>>>>
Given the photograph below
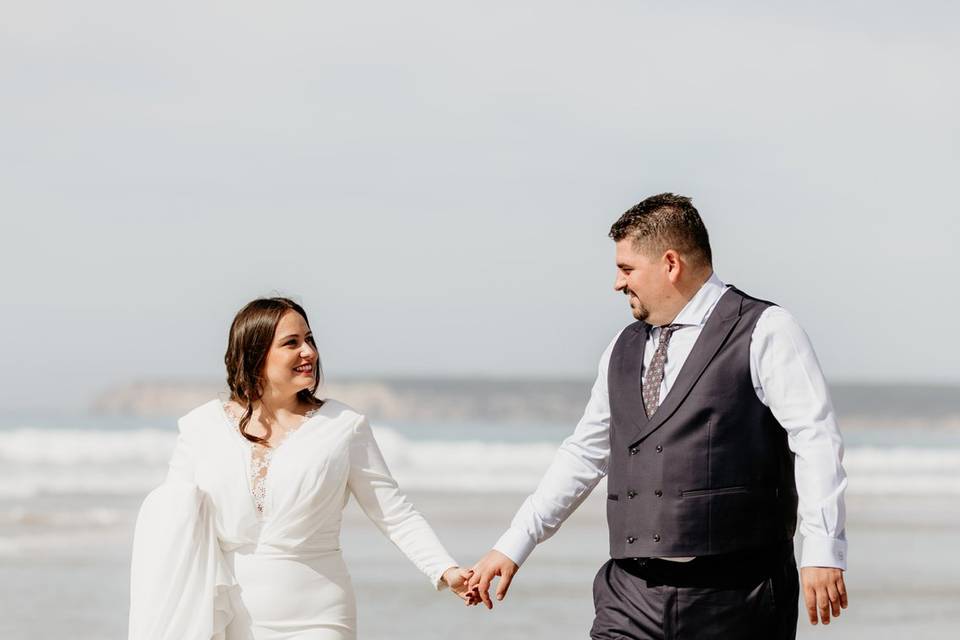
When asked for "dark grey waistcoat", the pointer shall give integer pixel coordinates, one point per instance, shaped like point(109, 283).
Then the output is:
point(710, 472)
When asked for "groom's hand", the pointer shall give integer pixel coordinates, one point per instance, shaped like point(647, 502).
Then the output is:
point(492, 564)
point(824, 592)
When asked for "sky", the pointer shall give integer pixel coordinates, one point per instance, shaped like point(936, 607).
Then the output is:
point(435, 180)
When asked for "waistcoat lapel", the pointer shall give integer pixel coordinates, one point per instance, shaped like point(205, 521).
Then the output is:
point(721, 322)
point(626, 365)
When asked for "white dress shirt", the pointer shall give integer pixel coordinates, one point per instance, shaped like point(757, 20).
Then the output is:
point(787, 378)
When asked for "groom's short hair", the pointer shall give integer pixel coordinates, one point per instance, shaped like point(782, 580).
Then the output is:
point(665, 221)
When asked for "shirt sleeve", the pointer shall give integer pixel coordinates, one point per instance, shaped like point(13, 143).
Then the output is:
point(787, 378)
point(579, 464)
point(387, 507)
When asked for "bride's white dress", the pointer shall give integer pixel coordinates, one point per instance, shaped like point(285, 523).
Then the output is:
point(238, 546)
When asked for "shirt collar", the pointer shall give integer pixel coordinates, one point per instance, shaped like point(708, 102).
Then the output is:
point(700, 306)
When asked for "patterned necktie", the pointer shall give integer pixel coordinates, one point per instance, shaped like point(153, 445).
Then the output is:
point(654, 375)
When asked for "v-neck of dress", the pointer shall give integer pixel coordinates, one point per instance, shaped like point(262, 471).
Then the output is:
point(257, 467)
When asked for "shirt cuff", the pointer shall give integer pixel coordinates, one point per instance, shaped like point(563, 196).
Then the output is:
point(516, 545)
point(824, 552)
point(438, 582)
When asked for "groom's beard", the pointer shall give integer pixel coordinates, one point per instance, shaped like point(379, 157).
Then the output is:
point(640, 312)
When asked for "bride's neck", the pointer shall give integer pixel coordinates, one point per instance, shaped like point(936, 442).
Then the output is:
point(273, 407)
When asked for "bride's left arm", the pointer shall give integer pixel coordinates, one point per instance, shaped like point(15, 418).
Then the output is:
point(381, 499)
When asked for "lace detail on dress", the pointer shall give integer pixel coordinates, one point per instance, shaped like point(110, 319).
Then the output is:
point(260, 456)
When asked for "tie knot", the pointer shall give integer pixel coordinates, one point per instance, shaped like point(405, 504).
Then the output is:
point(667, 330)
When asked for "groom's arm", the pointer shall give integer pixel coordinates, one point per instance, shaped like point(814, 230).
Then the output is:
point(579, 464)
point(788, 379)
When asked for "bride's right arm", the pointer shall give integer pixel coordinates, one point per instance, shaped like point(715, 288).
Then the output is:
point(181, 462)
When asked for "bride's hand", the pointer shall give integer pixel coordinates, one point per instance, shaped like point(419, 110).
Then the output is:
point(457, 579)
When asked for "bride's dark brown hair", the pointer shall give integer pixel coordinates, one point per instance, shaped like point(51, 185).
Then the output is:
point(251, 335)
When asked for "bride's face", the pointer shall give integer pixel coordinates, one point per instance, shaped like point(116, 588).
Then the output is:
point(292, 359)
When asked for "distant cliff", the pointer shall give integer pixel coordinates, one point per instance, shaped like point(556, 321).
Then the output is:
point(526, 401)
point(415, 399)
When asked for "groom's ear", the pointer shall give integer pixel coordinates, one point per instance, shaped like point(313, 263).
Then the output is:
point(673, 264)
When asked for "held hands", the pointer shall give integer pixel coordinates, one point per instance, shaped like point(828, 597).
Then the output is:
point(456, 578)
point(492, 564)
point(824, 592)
<<<<
Task directions: Extract every line above word for word, leaving out the pictures.

Full response:
Given the photograph below
When asked for "dark grey waistcoat", the pointer shall give integer pixel coordinates, one point per instance, shaped like point(109, 283).
Then the output is:
point(710, 472)
When asked for "groom's hand", the pointer shall give integer pixel coordinates, one point per instance, shaped like point(647, 502).
Then the output is:
point(492, 564)
point(824, 592)
When asked for "sky", the pointer shall give integer pixel coordinates, one point per instance, shaped like point(936, 607).
Then the output is:
point(435, 180)
When asked for "waistcoat lapel", the pointer shall give integer pixel coordinates, one point per instance, shaped like point(205, 521).
Then the output is:
point(721, 322)
point(626, 365)
When asked for "white dress shirt", the pointer shall give integer pixel coordinates, one point per instance, shaped like point(757, 20).
Then the output is:
point(787, 378)
When asked for "groom's short hair", the pointer shall give integer pixel coordinates, one point per instance, shaped like point(782, 580).
Then the output is:
point(665, 221)
When asked for "shirt sleeve", the pointer shall give integer pixel coordinates, one point per instance, shaped like point(13, 143).
Then the output is:
point(787, 378)
point(579, 464)
point(387, 507)
When asked for "bride's white dress", the pointer shall give integer pixel coordinates, one point per instance, shaped like point(285, 523).
Then the output is:
point(238, 546)
When asked for "shirt collar", the pointer shall give integer pixel coordinates, one point per instance, shaped like point(708, 102).
Then the output is:
point(700, 306)
When asked for "patterned necktie", the pointer shall give integer pixel coordinates, one point per instance, shaped like point(153, 445).
Then the output is:
point(654, 375)
When asked for "v-neck of dress", the pointer shall give integer pixel coordinates, one point per instance, shaped like point(262, 471).
Then the output is:
point(257, 467)
When asked for "shirt cuff", the pointer shall give integer pixel coordinates, one point per instance, shaped like point(563, 196).
Then the output is:
point(516, 545)
point(824, 552)
point(438, 582)
When asked for "groom's beard", the pointer shall give integer pixel coordinates, one point per instance, shaped like point(379, 157).
Then the output is:
point(640, 312)
When asked for "bride's neck", the pointer shall give integer pixel coordinates, one point per instance, shaped like point(936, 442).
Then the output is:
point(273, 407)
When asked for "bride's left arm", the pointer shall give integer pixel coordinates, one point per instance, shaped like point(15, 418).
Then the output is:
point(381, 499)
When asked for "lace detail on dress", the pointer shall give integer pixel coordinates, one point per instance, shaped like point(110, 319).
Then the output is:
point(260, 456)
When asked for "tie knot", the pointer shall give integer pixel coordinates, one point per instance, shaped like point(405, 504).
Then the output is:
point(667, 330)
When asked for "groom's arm", the pointer shall give integer pixel coordinates, one point per instance, shaped like point(814, 230).
Then the output is:
point(579, 464)
point(788, 379)
When asked for "bride's right arm", the pointer shall give integer pixel coordinates, one point per instance, shaped like point(715, 288).
Then the output is:
point(181, 462)
When asked for "bride's hand", the pointer shall give integer pixel coordinates, one point per instance, shaped like point(419, 110).
Then the output is:
point(457, 579)
When asked for "bride's dark brown hair", the pointer shall give integer pixel coordinates, one point per instance, shaped like point(51, 185).
Then the output is:
point(251, 335)
When asked for "bride's face", the pointer shall give integer pixel coordinates, one point per instance, shaped like point(116, 588).
Then the output is:
point(292, 359)
When asked for "distant cliff", the pointer shall give integer pixel coordinates, one point per instance, shaped like point(556, 321).
Then the output is:
point(526, 401)
point(415, 399)
When asked for "groom's ear", the pointer shall give integer pixel coordinates, one point per instance, shaped like point(313, 263).
Then the output is:
point(673, 264)
When asked for "held hands", the pointer shall give integer pixel coordinates, one point per instance, shaped like point(828, 597).
Then the output is:
point(456, 578)
point(492, 564)
point(824, 592)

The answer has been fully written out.